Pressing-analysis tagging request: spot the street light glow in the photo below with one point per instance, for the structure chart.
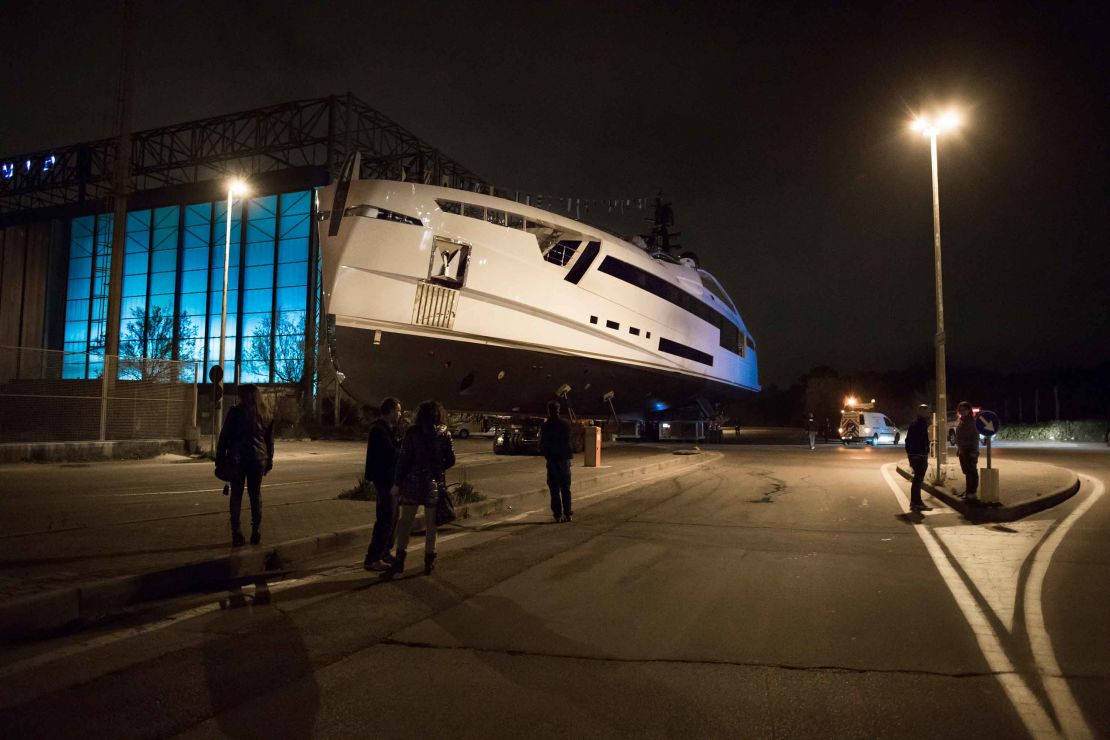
(929, 125)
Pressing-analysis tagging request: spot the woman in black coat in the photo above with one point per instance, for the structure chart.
(421, 478)
(246, 441)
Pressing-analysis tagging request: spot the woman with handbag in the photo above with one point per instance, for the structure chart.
(426, 454)
(244, 454)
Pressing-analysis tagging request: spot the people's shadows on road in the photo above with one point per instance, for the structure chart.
(520, 646)
(260, 678)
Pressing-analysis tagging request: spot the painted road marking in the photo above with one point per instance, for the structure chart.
(1071, 717)
(992, 559)
(1029, 708)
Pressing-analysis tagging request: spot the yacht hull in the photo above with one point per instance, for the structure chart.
(478, 376)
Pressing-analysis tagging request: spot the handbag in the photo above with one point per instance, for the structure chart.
(444, 507)
(228, 468)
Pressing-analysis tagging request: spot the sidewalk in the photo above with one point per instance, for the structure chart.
(52, 575)
(1025, 488)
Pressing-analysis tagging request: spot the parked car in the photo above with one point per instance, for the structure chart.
(482, 428)
(869, 427)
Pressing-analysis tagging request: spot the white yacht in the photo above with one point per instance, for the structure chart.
(486, 304)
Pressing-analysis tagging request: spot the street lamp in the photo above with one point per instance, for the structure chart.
(234, 188)
(932, 127)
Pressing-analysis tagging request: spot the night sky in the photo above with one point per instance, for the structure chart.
(777, 130)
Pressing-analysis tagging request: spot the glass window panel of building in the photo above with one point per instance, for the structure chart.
(173, 290)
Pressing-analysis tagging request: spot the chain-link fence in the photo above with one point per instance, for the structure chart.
(47, 395)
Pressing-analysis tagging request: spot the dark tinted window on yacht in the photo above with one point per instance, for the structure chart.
(562, 252)
(683, 351)
(656, 285)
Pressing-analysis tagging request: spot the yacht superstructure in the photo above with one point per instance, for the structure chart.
(491, 305)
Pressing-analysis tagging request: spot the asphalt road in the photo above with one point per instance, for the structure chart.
(762, 591)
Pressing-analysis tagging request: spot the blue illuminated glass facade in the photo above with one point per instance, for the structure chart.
(173, 289)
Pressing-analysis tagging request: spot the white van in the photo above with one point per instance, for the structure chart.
(869, 427)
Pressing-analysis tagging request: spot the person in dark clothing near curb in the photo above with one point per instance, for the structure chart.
(425, 456)
(967, 449)
(555, 444)
(248, 436)
(917, 450)
(382, 449)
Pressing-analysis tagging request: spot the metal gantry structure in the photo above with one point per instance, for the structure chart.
(318, 132)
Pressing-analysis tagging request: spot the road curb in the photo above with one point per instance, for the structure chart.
(41, 614)
(980, 513)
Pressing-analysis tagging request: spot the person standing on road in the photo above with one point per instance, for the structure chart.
(383, 447)
(555, 445)
(967, 448)
(917, 450)
(426, 454)
(248, 438)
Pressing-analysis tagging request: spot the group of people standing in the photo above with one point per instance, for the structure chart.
(967, 450)
(407, 467)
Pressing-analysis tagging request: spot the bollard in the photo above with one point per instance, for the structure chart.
(592, 446)
(988, 486)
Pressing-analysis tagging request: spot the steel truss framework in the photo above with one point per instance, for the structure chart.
(306, 132)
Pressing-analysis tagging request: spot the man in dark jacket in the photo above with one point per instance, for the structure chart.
(555, 444)
(382, 449)
(917, 450)
(967, 449)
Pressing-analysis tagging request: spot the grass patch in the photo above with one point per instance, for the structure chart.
(464, 494)
(1085, 431)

▸ EXERCISE REQUIREMENTS
Leaving out the images, repeat the listing above exactly.

▸ REPLY
Pressing-analysis tagging request: spot the street light glow in the photo below with one point per instance, for the structure chart.
(929, 125)
Pressing-analysis tagging request: spot the woman in black coat in the photo above with one point per instance, for the structure chart.
(421, 478)
(246, 441)
Pressing-analysis tagging request: spot the woman with handbag in the photo above with one point per instance, for the structure chart.
(426, 454)
(244, 454)
Pressing-analysis tagging request: spot the people's shadows on road in the photo above with one point per instance, for the structure chart.
(520, 646)
(260, 678)
Pressing-analysis tagging request: spot the painted road marking in the photo above with one point per instance, for the structure chart.
(1071, 717)
(992, 559)
(1029, 708)
Pressing-analysis tagging request: spot the yacht hull in the photo above with one point per instance, for the structure chart.
(478, 376)
Pressing-analysis tagging request: spot the handbag in the photo above with one point per instance, for the structure chart.
(444, 507)
(228, 468)
Pressing-analysis tagging request: spot the sidewalk in the photo above with one point per instance, for the structure chart.
(52, 575)
(1025, 488)
Pressing-analysis tagging request: spot the parked car in the photo above with one point per instance, for the structure chart.
(482, 428)
(869, 427)
Pressing-analysis tagging request: spot the white yacht in the photo above with one point per instance, for the structure chart.
(486, 304)
Pressing-analysis tagging request: spot the street lamp in the photo above with one point per instance, for the structure chart.
(234, 188)
(932, 127)
Pressing-analysis tagging request: spot the night sky in the photo above with one point per instance, for the structure chart.
(777, 130)
Pressing-analysis tagging request: spot the glass window panel of building in the photo above with one point per instance, for the structure chart.
(173, 290)
Pressing-analysis tagging request: spot the chain-link fence in the photo above with one point per instance, for the structure chart.
(47, 395)
Pressing-analysis tagging request: spot the dark tinted window on yacht in the photo above with one point per instance, for the structure chart.
(562, 252)
(683, 351)
(656, 285)
Pressing-analysis tagging request: spot the yacht superstructure in the photo above with one point per instance, for the structure chart.
(491, 305)
Pressing-analysis tagging request: spot the asphalt road in the photo above with one point per instance, for the structure chart.
(762, 591)
Pressing-analysis tagging request: spot the blue illuminated glass facade in the photo above with one point per instance, for the structure chart.
(173, 289)
Pressing-analysis tagging request: spot the white van in the photo above with one point per instance, for the structure chart.
(869, 427)
Pressing-analysis tagging request: spot the person in dark clothing near curb in the photo above with one point per instance, for the structure chart.
(425, 456)
(967, 449)
(555, 444)
(248, 436)
(917, 450)
(382, 449)
Pressing-analysis tagging request: spot the metal gantry structure in the photo above with one point per instance, for the structure chart.
(318, 132)
Pressing-analysis tagging request: spot the road curb in the photo above with one point per instance, for the structure chart.
(41, 614)
(980, 513)
Pressing-analysis tagging request: spot the person standing on road in the photo above with one point per instance, for the structure chart.
(383, 447)
(555, 445)
(967, 448)
(917, 450)
(426, 454)
(248, 438)
Pressing-analysis tagging request: spot the group of people standing in the photo above with one point per instance, for the structure chart.
(967, 450)
(407, 467)
Pressing-analysis tagging request: spot the bollard in the photo above with one point per instance, for the structure chart.
(592, 446)
(988, 486)
Pressing-analysis tagging request: spot the steel truss framework in the photo above with one point per instance, for the structure chart.
(306, 132)
Pressing-analysis tagging request: spot the man in dark jacket in the photo above with one point per instance, for the structure chart.
(555, 444)
(382, 449)
(917, 450)
(967, 449)
Pressing-analysis tagging request: spot the grass patch in the photo above with one point per instance, for the structure chart.
(464, 494)
(1085, 431)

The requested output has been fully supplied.